What you should do |
Write out the entries below exactly as they stand. Skip every image.

Records supplied |
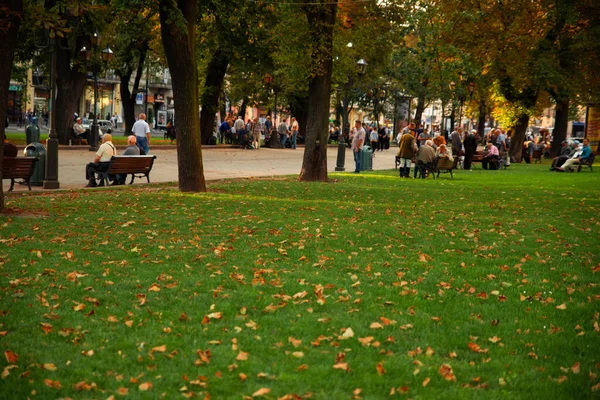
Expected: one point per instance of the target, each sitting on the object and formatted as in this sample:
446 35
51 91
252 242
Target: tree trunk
517 139
11 14
178 31
70 84
128 96
321 20
213 83
561 124
481 119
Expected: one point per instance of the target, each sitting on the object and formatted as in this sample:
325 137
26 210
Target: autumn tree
178 29
321 22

Answer box |
Expected: one point per instance of the target, each sitting on the object and formatted as in this sample:
446 35
51 91
252 242
Target: tree trunk
517 139
11 14
178 31
70 84
128 96
321 20
213 83
561 124
481 119
Expected: one point per instance of the target, each sitting on the object and formatted as in this sample:
325 137
26 210
Target: autumn tree
178 29
321 22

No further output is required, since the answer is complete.